**Brief:** Nothing in the data may be altered; the answer is a verbatim copy of it.

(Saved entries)
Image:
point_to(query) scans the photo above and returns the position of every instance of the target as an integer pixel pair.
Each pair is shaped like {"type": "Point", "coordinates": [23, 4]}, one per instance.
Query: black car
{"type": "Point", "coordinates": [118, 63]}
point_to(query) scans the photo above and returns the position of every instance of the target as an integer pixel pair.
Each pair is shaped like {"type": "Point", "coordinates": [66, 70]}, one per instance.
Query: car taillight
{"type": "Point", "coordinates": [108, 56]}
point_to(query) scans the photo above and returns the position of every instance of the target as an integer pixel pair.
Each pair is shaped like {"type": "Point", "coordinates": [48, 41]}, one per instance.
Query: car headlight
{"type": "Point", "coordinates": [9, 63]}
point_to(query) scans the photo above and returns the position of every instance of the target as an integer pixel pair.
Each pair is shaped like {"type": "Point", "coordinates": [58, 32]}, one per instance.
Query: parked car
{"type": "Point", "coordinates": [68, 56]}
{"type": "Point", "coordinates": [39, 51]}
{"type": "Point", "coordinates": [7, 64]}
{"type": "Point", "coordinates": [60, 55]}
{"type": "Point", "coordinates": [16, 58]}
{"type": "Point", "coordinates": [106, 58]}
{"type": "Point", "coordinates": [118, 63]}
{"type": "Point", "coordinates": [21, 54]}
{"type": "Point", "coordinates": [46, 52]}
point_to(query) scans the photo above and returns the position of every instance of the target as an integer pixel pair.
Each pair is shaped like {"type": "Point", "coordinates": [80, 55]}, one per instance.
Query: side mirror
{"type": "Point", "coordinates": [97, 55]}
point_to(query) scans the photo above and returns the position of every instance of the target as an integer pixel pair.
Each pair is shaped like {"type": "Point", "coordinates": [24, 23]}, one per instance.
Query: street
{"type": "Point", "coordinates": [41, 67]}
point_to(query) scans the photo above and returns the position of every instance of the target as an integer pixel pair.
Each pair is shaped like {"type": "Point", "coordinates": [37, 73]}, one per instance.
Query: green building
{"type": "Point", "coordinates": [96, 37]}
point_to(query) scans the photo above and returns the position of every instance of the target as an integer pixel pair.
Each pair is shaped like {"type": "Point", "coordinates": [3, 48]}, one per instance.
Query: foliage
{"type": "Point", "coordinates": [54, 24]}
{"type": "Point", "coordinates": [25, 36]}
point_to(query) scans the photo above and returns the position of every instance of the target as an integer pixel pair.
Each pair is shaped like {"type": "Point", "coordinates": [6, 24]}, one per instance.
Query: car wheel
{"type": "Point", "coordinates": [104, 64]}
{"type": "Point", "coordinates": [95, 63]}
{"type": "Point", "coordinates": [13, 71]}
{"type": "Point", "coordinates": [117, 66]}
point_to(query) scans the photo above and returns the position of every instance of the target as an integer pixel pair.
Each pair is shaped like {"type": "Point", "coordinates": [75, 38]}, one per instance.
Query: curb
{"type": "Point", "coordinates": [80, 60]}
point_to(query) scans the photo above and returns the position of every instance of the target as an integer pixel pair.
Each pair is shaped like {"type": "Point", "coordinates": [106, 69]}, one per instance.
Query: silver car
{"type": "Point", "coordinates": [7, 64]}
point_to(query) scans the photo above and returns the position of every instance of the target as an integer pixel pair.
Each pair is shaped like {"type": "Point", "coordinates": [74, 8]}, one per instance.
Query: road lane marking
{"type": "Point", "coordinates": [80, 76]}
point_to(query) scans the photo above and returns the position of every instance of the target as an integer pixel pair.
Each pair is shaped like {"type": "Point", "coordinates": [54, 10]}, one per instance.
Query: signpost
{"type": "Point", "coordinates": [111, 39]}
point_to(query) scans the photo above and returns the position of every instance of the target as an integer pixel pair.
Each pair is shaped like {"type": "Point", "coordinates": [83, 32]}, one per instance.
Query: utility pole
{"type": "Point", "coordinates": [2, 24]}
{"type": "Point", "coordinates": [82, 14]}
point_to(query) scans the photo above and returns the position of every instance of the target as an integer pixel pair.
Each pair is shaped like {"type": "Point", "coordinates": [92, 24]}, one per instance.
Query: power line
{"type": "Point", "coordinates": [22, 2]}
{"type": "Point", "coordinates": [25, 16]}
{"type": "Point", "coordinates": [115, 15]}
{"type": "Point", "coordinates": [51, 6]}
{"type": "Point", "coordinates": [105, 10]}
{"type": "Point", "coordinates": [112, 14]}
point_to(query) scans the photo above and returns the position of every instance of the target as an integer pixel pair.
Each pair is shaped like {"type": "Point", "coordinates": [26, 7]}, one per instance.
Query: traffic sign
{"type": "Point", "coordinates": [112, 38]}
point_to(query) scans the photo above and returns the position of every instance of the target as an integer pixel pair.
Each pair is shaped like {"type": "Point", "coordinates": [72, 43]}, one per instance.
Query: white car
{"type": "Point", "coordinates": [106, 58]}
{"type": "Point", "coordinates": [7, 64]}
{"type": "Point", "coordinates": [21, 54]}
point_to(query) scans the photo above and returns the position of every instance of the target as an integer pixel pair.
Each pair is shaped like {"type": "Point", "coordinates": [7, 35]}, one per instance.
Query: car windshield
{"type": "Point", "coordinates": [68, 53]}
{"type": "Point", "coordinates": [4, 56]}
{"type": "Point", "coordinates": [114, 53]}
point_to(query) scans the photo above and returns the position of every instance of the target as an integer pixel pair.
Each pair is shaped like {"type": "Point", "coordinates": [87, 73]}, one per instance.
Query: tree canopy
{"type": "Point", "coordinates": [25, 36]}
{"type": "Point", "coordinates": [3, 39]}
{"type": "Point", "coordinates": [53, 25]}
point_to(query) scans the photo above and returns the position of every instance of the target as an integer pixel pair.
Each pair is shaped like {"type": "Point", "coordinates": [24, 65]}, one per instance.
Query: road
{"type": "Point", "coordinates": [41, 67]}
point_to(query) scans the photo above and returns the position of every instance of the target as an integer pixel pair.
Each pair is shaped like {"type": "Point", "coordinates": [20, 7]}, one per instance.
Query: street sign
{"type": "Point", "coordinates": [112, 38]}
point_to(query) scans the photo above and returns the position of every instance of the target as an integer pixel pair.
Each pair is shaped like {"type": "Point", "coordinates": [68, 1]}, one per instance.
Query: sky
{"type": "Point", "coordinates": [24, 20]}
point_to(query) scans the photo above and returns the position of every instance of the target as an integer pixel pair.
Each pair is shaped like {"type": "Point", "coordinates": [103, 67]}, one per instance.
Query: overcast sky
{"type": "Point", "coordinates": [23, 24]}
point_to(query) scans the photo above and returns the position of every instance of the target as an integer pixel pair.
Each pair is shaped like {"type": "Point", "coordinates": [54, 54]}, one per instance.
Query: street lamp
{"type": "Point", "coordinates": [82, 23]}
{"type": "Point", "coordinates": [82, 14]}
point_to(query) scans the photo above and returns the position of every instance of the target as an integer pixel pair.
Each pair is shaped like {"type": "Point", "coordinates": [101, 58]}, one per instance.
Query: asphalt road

**Solution below:**
Image:
point_to(query) scans the photo above and returns the position of every instance of the target as an integer pixel pair.
Each pair is shaped like {"type": "Point", "coordinates": [23, 4]}, one per instance.
Query: black car
{"type": "Point", "coordinates": [118, 63]}
point_to(query) scans the photo above and returns the position of every instance of the target as an integer pixel pair.
Each pair is shaped like {"type": "Point", "coordinates": [66, 70]}, one per instance.
Query: car taillight
{"type": "Point", "coordinates": [108, 56]}
point_to(query) scans the photo above and returns the position of every instance of the target as an integer pixel pair.
Each pair is shaped like {"type": "Point", "coordinates": [48, 41]}, one per instance.
Query: car headlight
{"type": "Point", "coordinates": [9, 63]}
point_to(query) scans the photo above and returns the position of every instance of the target as an integer pixel pair.
Each pair is shaped like {"type": "Point", "coordinates": [58, 32]}, one per instance.
Query: parked car
{"type": "Point", "coordinates": [68, 56]}
{"type": "Point", "coordinates": [39, 51]}
{"type": "Point", "coordinates": [7, 64]}
{"type": "Point", "coordinates": [60, 55]}
{"type": "Point", "coordinates": [16, 58]}
{"type": "Point", "coordinates": [106, 58]}
{"type": "Point", "coordinates": [118, 63]}
{"type": "Point", "coordinates": [21, 54]}
{"type": "Point", "coordinates": [46, 52]}
point_to(query) scans the photo above and returns the position of every instance of the target as an integer pixel pair.
Each pair is shaped like {"type": "Point", "coordinates": [80, 55]}, one per instance.
Query: side mirror
{"type": "Point", "coordinates": [97, 55]}
point_to(query) scans the photo above and returns the position of every instance of the target as an integer pixel pair.
Each pair is shaped like {"type": "Point", "coordinates": [24, 23]}, one per instance.
Query: street
{"type": "Point", "coordinates": [41, 67]}
point_to(query) scans the photo above and returns the position of every instance of the target as an integer pixel pair.
Each pair is shaped like {"type": "Point", "coordinates": [37, 73]}, one per instance.
Query: green building
{"type": "Point", "coordinates": [96, 37]}
point_to(query) scans the photo above and returns the position of every instance of the target as an integer pixel pair.
Each pair is shaped like {"type": "Point", "coordinates": [3, 48]}, one per instance.
Query: foliage
{"type": "Point", "coordinates": [54, 24]}
{"type": "Point", "coordinates": [25, 36]}
point_to(query) scans the photo above and returns the position of every instance of the target as an integer pixel pair.
Each pair is shaped like {"type": "Point", "coordinates": [6, 24]}, one per instance.
Query: car wheel
{"type": "Point", "coordinates": [104, 64]}
{"type": "Point", "coordinates": [95, 63]}
{"type": "Point", "coordinates": [13, 71]}
{"type": "Point", "coordinates": [117, 66]}
point_to(query) scans the photo above and returns the position of every instance of the target as an integer pixel pair.
Each pair is shaped like {"type": "Point", "coordinates": [75, 38]}, one per instance.
Query: curb
{"type": "Point", "coordinates": [80, 60]}
point_to(query) scans the photo above and returns the position of every instance of the target as an integer pixel pair.
Each pair is shaped like {"type": "Point", "coordinates": [106, 69]}, one per instance.
Query: silver car
{"type": "Point", "coordinates": [7, 64]}
point_to(query) scans the photo above and returns the position of every instance of the target as an integer pixel pair.
Each pair is shaped like {"type": "Point", "coordinates": [74, 8]}, one per instance.
Query: road lane marking
{"type": "Point", "coordinates": [80, 76]}
point_to(query) scans the photo above and returns the position of every instance of the target as an integer pixel pair.
Each pair is shaped like {"type": "Point", "coordinates": [54, 10]}, one per instance.
Query: signpost
{"type": "Point", "coordinates": [111, 39]}
point_to(query) scans the photo above and returns the position of every instance of the target as an integer pixel pair.
Each pair is shaped like {"type": "Point", "coordinates": [83, 32]}, one per instance.
Query: utility pole
{"type": "Point", "coordinates": [2, 24]}
{"type": "Point", "coordinates": [82, 14]}
point_to(query) scans the photo above and returns the position of every instance of the target as an integer pixel pair.
Each pair is shaped like {"type": "Point", "coordinates": [92, 24]}, one per instance.
Query: power line
{"type": "Point", "coordinates": [22, 2]}
{"type": "Point", "coordinates": [25, 16]}
{"type": "Point", "coordinates": [115, 15]}
{"type": "Point", "coordinates": [51, 6]}
{"type": "Point", "coordinates": [105, 10]}
{"type": "Point", "coordinates": [112, 14]}
point_to(query) scans the photo above and returns the position of every instance of the target as an integer pixel pair.
Each pair is shaped like {"type": "Point", "coordinates": [26, 7]}, one per instance.
Query: traffic sign
{"type": "Point", "coordinates": [112, 38]}
point_to(query) scans the photo above and returns the position of every instance of the target as an integer pixel pair.
Each pair is shaped like {"type": "Point", "coordinates": [72, 43]}, one per instance.
Query: white car
{"type": "Point", "coordinates": [106, 58]}
{"type": "Point", "coordinates": [7, 64]}
{"type": "Point", "coordinates": [21, 54]}
point_to(query) scans the photo above and returns the position of every instance of the target as an integer pixel pair.
Each pair is shaped like {"type": "Point", "coordinates": [7, 35]}, one per instance.
Query: car windshield
{"type": "Point", "coordinates": [68, 53]}
{"type": "Point", "coordinates": [4, 56]}
{"type": "Point", "coordinates": [114, 53]}
point_to(query) scans the photo above and returns the position of every instance of the target as an integer pixel pair.
Each pair is shaped like {"type": "Point", "coordinates": [87, 73]}, one per instance.
Query: tree canopy
{"type": "Point", "coordinates": [25, 36]}
{"type": "Point", "coordinates": [3, 39]}
{"type": "Point", "coordinates": [53, 25]}
point_to(query) scans the photo above and returns the position of every instance of the target as an integer pixel pair.
Each pair is shaped like {"type": "Point", "coordinates": [24, 65]}, one per instance.
Query: road
{"type": "Point", "coordinates": [41, 67]}
point_to(query) scans the photo above and returns the position of every instance of the target as an integer pixel pair.
Each pair is shaped like {"type": "Point", "coordinates": [20, 7]}, one per instance.
Query: street sign
{"type": "Point", "coordinates": [112, 38]}
point_to(query) scans the photo above and returns the position of every instance of the target as an integer pixel pair.
Each pair is shaped like {"type": "Point", "coordinates": [68, 1]}, one per instance.
Query: sky
{"type": "Point", "coordinates": [24, 20]}
point_to(query) scans the photo above and returns the position of every instance of the target as an integer pixel pair.
Each pair is shaped like {"type": "Point", "coordinates": [103, 67]}, one per instance.
Query: overcast sky
{"type": "Point", "coordinates": [23, 24]}
point_to(query) scans the photo above and returns the position of every instance of the target as an integer pixel pair.
Each pair is shaped like {"type": "Point", "coordinates": [54, 54]}, one per instance.
Query: street lamp
{"type": "Point", "coordinates": [82, 23]}
{"type": "Point", "coordinates": [82, 14]}
point_to(query) scans the photo above and returns the position of every instance of the target as an integer pixel pair.
Each pair is shaped like {"type": "Point", "coordinates": [101, 58]}, one per instance.
Query: asphalt road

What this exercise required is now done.